# SELECTED PASSAGE
⁂

# UN proposed global gun ban



## Plainsman (Jul 30, 2003)

I was looking through some of my old magazines, and this is a couple months old but: Rebecca Peters a representative of International Action Network on Small Arms debated an NRA representative in King's College, London England. She wants the United Nations to force the United States into a binding treaty on global small arms. She says that we have no right to the second amendment and should have to abide by the same laws as everyone else. When asked if she thought a woman should be able to shoot a rapist that is about to cut her throat she ducked the direct answer and said women should live in a world that respects their rights. That would be nice, but where does that world exist. Not on this planet.

I'm not happy with how dumb the NRA fights sometimes, but who else is standing up for us in Washington. There are far to many in this country that would welcome the UN proposed small arms ban, and we need someone watching our back in Washington. I'm not a big fan of the NRA, but $35 is a cheap price to pay to defend your rights. Also, consider Gun Owners of America. Does anyone else have organizations that you would recommend I join?


----------



## jamartinmg2 (Oct 7, 2004)

⁂

# MATERIAL FOR THIS EXERCISE
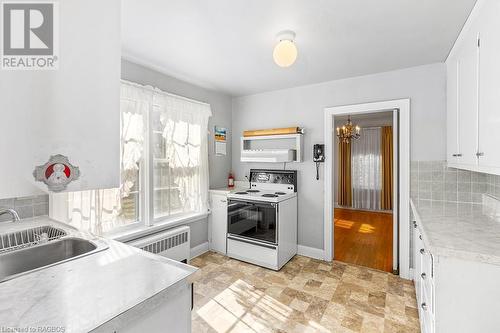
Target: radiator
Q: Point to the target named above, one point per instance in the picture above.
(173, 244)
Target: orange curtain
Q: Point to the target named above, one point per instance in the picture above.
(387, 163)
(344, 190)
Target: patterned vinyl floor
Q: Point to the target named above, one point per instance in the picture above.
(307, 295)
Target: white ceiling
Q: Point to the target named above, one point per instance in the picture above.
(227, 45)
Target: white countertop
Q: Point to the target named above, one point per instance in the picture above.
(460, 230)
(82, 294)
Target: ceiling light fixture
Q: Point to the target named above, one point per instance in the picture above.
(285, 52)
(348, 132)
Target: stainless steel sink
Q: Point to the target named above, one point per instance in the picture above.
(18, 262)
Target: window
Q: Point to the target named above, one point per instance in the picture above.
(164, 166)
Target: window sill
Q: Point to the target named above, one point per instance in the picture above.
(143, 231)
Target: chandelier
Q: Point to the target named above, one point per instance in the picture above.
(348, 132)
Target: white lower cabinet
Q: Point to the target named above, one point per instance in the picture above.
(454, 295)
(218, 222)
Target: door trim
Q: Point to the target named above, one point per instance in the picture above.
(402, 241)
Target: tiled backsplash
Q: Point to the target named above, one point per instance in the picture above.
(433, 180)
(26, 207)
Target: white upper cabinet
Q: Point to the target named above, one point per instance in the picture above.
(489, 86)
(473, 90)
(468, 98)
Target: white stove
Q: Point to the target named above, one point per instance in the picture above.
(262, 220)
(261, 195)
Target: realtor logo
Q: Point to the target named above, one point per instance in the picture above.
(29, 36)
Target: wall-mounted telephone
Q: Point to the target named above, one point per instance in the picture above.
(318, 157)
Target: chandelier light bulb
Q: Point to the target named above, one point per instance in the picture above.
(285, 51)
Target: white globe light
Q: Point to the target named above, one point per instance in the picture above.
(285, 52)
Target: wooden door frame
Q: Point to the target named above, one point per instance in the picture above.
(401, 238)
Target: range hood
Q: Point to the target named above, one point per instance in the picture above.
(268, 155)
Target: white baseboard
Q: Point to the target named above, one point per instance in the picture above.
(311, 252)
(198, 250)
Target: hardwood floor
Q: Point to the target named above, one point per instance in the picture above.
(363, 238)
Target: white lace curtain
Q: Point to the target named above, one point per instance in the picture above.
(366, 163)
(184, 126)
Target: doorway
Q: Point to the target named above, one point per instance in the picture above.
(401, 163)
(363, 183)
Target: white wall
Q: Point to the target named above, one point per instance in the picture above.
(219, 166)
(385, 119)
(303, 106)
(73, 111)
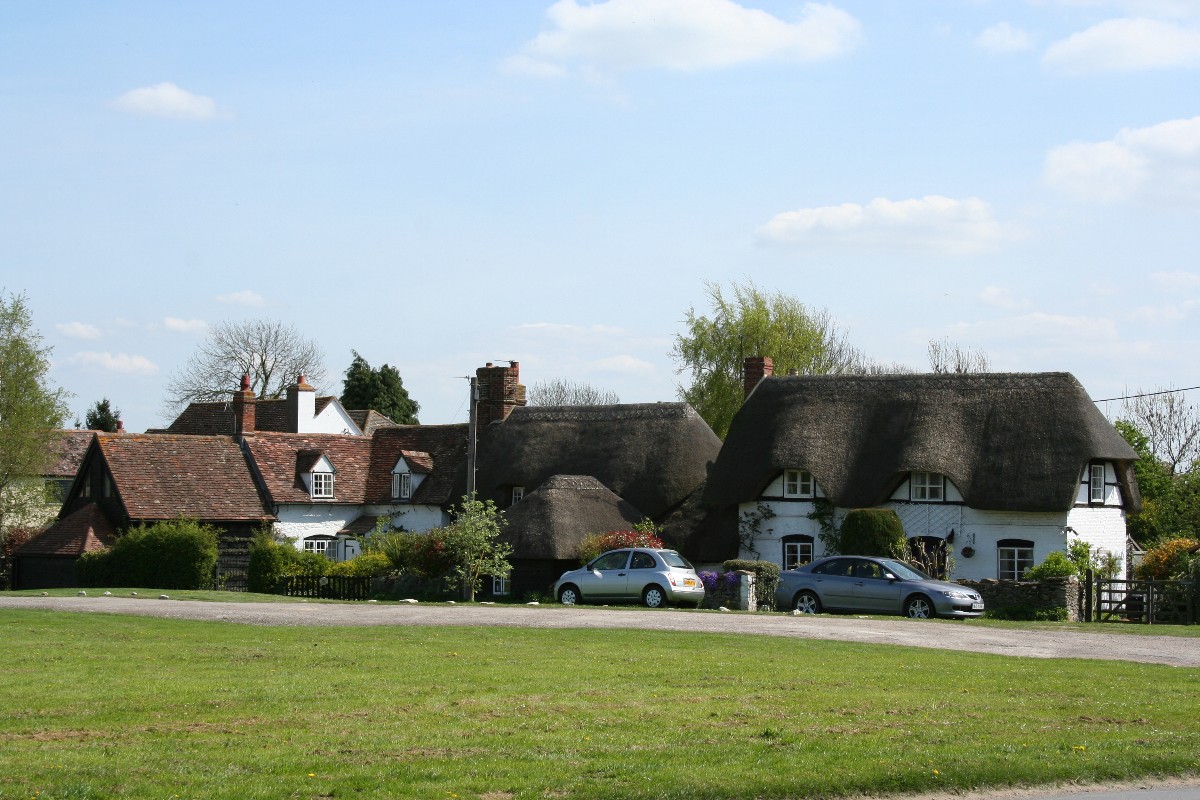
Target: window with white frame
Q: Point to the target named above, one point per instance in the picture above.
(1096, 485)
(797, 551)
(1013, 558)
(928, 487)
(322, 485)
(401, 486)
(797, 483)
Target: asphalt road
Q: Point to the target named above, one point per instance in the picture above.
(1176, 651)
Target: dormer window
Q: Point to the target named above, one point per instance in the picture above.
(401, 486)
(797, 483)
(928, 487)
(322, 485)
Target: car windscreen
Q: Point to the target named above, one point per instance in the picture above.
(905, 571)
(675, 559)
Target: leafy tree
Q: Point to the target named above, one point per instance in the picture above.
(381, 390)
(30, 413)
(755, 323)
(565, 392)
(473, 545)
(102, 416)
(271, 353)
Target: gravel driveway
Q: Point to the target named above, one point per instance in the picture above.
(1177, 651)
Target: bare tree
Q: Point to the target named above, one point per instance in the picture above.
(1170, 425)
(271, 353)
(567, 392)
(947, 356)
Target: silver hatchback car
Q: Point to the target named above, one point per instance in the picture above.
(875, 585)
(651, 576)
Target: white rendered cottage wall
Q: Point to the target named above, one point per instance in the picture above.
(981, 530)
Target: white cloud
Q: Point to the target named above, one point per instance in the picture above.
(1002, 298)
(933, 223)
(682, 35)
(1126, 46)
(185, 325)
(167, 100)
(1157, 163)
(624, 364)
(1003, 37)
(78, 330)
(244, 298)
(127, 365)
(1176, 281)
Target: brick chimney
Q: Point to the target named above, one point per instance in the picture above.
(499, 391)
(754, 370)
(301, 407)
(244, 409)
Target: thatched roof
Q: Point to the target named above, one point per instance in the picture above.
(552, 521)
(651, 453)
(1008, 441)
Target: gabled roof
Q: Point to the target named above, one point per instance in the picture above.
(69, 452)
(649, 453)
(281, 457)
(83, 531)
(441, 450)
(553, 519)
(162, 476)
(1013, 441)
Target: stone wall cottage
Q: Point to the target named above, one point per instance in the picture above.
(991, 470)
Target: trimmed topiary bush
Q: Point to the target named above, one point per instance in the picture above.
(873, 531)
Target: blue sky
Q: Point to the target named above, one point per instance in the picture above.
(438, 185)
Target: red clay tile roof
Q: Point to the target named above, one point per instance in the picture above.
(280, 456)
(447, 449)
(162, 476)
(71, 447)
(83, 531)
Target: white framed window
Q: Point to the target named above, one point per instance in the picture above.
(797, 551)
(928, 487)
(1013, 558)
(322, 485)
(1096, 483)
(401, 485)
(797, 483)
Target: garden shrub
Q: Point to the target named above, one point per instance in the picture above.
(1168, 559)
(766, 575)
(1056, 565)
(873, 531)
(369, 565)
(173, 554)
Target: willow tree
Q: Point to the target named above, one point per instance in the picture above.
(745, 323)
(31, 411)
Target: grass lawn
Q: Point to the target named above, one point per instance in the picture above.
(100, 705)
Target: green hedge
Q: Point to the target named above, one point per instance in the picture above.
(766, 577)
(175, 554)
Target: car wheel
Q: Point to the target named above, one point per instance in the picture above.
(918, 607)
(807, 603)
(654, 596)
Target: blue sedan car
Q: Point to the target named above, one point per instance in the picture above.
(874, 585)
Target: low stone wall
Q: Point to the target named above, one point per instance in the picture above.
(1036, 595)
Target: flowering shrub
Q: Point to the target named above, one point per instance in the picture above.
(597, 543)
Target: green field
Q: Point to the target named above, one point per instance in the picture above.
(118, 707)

⁂

# YOUR TASKS
• A. Write out the part of the forum thread on the UN gun ban starting with "I'm not happy" and going on through "recommend I join?".
• B. Convert the lines of the records, starting with the line with "Target: blue sky" and going on through the end of the records, into a numbered list, skipping any blank lines.
The forum thread and the records come from unrelated sources.

# EXPECTED ANSWERS
• A.
I'm not happy with how dumb the NRA fights sometimes, but who else is standing up for us in Washington. There are far to many in this country that would welcome the UN proposed small arms ban, and we need someone watching our back in Washington. I'm not a big fan of the NRA, but $35 is a cheap price to pay to defend your rights. Also, consider Gun Owners of America. Does anyone else have organizations that you would recommend I join?

• B.
1. Target: blue sky
2. Q: Point to the target named above, one point per instance in the picture above.
3. (438, 185)
4. Target: red clay tile roof
5. Q: Point to the target named above, one point per instance in the picture above.
6. (280, 456)
7. (447, 449)
8. (162, 476)
9. (71, 447)
10. (83, 531)
11. Target: white framed window
12. Q: Point to the target named above, one point per instance in the picture above.
13. (797, 551)
14. (928, 487)
15. (1013, 558)
16. (322, 485)
17. (1096, 483)
18. (401, 485)
19. (797, 483)
20. Target: garden shrub
21. Q: Point to the target named above, one point per instance in the picture above.
22. (1168, 559)
23. (766, 575)
24. (1056, 565)
25. (873, 531)
26. (369, 565)
27. (173, 554)
28. Target: willow tree
29. Q: Point to the target named above, one point per instance in the picture above.
30. (745, 323)
31. (31, 411)
32. Target: grass lawn
33. Q: Point to the target named above, one point per instance in the picture above.
34. (100, 705)
35. Target: green hedge
36. Q: Point to the target named above, one point per instance in the picture above.
37. (766, 577)
38. (175, 554)
39. Target: car wheel
40. Q: Point to the target named above, one point per instance in the picture above.
41. (918, 607)
42. (807, 603)
43. (654, 596)
44. Target: blue sedan car
45. Q: Point to the target named above, one point per instance in the picture above.
46. (874, 585)
47. Target: low stone wall
48. Q: Point to the target named above, one point per instance in the picture above.
49. (1036, 595)
50. Target: flowering shrub
51. Q: Point to the target named above, one point per instance in the picture above.
52. (597, 543)
53. Target: green field
54. Q: Point to the target named above, one point per instance in the picture above.
55. (118, 707)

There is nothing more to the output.